> _Raw data_
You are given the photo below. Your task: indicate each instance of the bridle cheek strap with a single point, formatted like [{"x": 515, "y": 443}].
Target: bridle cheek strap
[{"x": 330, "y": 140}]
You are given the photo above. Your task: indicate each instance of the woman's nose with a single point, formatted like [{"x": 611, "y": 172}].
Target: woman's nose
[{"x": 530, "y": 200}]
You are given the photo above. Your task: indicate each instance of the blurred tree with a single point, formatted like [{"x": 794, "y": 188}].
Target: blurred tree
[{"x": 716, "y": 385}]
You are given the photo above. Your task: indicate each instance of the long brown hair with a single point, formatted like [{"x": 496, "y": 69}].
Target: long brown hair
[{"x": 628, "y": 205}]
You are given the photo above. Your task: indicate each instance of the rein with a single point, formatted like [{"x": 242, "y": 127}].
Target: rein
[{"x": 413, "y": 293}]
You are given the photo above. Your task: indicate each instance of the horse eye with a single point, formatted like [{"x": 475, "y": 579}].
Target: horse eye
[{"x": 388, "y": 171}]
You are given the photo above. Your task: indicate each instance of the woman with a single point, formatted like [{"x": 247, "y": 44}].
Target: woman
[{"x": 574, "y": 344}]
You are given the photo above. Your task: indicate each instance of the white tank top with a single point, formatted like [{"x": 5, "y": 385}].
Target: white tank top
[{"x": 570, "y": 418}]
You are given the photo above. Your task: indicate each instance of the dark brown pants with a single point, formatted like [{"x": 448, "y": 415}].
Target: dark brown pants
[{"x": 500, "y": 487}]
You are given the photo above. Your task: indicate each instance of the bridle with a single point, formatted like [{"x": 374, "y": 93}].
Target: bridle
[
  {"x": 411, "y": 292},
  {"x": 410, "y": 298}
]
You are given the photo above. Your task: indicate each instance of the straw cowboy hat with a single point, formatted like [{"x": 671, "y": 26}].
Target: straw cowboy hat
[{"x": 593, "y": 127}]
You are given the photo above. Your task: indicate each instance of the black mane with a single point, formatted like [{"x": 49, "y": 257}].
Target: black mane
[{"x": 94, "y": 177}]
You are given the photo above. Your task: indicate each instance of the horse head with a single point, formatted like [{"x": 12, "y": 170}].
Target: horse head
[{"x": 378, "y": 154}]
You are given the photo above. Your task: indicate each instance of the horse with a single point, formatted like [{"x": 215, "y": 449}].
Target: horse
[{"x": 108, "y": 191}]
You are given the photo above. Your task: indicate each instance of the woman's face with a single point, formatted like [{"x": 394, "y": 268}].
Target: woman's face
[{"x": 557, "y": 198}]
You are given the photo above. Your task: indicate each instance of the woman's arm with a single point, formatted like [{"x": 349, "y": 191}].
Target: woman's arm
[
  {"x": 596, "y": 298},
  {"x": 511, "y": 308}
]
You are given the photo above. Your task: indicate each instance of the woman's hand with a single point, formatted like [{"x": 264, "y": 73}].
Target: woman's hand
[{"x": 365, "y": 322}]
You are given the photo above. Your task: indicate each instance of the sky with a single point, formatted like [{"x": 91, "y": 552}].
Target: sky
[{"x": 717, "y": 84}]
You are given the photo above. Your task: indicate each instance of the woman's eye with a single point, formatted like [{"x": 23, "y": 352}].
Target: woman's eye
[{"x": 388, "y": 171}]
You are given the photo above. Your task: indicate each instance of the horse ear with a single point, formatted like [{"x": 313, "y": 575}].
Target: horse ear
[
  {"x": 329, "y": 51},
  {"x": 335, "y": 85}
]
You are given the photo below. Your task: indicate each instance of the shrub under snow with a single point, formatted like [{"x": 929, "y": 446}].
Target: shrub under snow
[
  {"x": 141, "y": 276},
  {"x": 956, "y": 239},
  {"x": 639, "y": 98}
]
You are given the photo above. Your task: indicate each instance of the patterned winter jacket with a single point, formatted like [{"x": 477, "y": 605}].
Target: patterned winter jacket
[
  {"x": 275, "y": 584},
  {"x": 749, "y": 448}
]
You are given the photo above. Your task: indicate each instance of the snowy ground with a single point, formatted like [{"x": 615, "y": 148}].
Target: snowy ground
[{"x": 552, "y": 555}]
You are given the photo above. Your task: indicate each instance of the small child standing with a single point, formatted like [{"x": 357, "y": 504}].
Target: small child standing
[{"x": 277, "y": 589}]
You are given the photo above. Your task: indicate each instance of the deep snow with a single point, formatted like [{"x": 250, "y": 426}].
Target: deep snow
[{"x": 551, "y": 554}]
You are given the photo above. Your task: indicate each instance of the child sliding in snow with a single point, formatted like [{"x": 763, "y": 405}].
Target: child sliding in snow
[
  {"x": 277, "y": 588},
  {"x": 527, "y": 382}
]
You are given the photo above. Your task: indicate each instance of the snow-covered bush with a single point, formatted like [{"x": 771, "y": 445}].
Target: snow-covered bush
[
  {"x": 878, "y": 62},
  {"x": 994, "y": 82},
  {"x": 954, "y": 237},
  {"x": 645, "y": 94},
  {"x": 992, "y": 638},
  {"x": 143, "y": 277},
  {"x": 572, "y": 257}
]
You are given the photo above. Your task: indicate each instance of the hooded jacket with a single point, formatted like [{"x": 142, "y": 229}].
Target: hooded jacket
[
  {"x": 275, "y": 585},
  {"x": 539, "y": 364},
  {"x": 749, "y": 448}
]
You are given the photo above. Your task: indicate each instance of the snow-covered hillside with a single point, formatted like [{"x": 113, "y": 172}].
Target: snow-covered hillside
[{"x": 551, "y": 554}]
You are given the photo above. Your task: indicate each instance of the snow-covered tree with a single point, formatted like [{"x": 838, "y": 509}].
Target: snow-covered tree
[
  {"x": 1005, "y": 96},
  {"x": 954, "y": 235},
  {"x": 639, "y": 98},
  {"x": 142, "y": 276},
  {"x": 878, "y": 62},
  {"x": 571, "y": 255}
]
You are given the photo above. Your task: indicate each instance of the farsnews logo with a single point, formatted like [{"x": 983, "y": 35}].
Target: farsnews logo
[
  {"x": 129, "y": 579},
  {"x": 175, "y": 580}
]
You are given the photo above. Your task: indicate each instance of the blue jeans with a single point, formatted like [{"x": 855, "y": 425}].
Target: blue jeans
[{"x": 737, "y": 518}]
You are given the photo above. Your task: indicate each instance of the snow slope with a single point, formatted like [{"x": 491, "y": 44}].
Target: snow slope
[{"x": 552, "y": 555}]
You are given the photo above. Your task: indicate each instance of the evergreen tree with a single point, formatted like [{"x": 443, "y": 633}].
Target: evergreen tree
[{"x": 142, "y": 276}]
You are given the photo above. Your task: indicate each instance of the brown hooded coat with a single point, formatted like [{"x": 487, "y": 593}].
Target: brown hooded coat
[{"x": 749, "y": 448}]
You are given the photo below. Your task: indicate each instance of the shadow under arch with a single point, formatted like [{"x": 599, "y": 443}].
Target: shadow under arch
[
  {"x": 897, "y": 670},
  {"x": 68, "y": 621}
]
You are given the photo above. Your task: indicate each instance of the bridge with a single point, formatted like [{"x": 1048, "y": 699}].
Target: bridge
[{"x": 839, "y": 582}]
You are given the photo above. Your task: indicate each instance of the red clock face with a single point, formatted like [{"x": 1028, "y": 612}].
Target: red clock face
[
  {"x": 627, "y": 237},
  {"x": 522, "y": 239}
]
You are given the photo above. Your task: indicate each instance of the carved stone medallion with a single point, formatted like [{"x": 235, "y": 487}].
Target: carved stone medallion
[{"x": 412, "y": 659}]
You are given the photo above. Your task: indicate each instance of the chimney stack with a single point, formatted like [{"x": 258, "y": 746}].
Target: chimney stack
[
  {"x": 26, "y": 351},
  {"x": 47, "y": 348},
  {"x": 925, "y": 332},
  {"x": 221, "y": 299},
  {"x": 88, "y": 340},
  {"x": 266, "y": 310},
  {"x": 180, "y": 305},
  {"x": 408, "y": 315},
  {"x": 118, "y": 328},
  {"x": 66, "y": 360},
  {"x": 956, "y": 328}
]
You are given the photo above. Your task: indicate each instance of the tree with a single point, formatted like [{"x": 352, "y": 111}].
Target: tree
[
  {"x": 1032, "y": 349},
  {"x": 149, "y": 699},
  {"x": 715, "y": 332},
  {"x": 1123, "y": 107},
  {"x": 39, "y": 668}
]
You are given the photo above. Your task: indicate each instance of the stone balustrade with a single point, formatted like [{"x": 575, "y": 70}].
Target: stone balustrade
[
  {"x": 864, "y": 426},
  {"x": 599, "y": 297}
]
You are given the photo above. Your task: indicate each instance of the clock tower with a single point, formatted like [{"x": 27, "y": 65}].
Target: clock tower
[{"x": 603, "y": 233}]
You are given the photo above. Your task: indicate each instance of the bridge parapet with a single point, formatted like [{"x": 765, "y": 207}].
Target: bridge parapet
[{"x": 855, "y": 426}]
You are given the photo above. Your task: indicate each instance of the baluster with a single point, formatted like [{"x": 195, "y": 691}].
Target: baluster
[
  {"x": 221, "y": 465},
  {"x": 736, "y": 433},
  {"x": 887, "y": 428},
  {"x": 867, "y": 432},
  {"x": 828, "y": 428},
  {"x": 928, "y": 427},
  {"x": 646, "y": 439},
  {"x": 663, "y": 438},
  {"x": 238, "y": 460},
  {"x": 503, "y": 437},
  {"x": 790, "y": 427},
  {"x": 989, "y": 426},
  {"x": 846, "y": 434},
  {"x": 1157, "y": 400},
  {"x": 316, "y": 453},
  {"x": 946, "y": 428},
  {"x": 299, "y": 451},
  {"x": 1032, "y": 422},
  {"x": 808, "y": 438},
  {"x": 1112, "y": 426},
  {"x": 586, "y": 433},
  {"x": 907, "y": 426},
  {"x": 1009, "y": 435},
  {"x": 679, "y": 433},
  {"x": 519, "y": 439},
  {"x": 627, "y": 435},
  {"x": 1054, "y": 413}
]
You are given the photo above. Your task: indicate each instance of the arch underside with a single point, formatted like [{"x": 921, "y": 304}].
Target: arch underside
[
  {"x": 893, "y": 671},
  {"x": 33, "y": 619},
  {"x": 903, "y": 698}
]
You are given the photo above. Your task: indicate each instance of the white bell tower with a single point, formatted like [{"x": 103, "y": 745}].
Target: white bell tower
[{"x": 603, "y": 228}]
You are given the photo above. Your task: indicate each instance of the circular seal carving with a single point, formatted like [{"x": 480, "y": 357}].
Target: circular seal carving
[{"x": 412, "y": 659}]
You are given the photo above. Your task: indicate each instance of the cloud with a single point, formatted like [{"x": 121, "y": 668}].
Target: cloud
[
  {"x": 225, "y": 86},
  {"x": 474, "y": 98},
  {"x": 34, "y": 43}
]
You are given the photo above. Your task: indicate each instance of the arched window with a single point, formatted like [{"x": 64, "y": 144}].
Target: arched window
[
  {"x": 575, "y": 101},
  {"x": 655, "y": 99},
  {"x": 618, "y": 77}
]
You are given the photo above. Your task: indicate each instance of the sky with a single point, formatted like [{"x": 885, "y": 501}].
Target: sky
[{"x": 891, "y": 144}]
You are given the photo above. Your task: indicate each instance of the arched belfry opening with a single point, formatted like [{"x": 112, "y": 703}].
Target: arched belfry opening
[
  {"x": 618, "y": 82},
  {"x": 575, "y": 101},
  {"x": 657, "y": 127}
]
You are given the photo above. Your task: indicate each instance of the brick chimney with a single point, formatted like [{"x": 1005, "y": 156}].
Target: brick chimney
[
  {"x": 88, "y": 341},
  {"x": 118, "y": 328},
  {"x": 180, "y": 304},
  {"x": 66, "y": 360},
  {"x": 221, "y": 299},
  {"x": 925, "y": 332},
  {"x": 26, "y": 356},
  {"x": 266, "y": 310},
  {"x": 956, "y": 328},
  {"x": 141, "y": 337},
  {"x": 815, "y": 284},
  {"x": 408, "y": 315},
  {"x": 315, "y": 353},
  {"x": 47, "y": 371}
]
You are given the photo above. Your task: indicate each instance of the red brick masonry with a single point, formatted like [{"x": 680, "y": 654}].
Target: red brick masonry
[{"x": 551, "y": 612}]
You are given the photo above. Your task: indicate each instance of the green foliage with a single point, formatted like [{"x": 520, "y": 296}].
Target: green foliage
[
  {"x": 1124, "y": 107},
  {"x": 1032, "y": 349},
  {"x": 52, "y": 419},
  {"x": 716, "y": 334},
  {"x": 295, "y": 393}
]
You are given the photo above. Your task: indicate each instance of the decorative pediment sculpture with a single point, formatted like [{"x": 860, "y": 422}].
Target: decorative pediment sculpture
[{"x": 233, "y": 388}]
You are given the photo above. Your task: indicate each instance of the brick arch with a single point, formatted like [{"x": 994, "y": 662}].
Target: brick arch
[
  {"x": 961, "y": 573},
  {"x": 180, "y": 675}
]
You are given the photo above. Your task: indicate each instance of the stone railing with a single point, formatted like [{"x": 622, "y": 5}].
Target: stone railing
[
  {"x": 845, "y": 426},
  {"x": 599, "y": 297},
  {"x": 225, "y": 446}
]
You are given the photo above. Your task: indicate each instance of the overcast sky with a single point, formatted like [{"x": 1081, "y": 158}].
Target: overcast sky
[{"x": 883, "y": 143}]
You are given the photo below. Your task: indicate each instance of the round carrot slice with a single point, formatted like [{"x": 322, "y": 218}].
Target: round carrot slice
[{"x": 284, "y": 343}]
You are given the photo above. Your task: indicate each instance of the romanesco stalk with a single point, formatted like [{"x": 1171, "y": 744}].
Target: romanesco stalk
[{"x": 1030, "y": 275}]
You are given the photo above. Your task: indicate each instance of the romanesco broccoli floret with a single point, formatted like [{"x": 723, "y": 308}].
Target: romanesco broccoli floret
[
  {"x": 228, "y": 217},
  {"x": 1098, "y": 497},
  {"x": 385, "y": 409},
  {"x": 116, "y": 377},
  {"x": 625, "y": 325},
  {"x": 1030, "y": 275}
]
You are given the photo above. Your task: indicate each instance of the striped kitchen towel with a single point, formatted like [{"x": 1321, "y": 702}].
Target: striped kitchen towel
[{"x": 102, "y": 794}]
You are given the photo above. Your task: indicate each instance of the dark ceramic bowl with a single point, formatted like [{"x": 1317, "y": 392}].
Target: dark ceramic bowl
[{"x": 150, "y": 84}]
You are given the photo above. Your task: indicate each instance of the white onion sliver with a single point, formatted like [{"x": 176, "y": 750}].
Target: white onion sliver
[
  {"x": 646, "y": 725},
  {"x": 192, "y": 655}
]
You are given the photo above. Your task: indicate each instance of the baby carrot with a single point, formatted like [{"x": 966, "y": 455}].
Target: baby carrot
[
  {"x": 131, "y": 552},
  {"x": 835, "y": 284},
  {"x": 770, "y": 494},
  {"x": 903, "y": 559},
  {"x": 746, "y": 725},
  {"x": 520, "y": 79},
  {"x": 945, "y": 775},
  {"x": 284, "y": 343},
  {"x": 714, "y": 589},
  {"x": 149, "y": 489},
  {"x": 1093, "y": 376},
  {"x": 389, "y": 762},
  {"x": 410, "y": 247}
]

> _Task to carry out_
Everything from the line containing "the white onion" through the last line of the records must be given again exactly; leave out all other lines.

> _Correct output_
You are given the photo above. Your task: indicate each instance of the white onion sliver with a single point, formatted like [{"x": 176, "y": 750}].
Target: white onion sliver
[
  {"x": 646, "y": 725},
  {"x": 192, "y": 655}
]
You are given the photo above. Your task: indicate each instance of the baby carrot with a single point, formatted like [{"x": 966, "y": 455}].
Target: baby carrot
[
  {"x": 131, "y": 552},
  {"x": 835, "y": 284},
  {"x": 770, "y": 494},
  {"x": 903, "y": 559},
  {"x": 746, "y": 725},
  {"x": 520, "y": 79},
  {"x": 945, "y": 775},
  {"x": 284, "y": 343},
  {"x": 714, "y": 589},
  {"x": 149, "y": 489},
  {"x": 1093, "y": 376},
  {"x": 389, "y": 762},
  {"x": 410, "y": 247}
]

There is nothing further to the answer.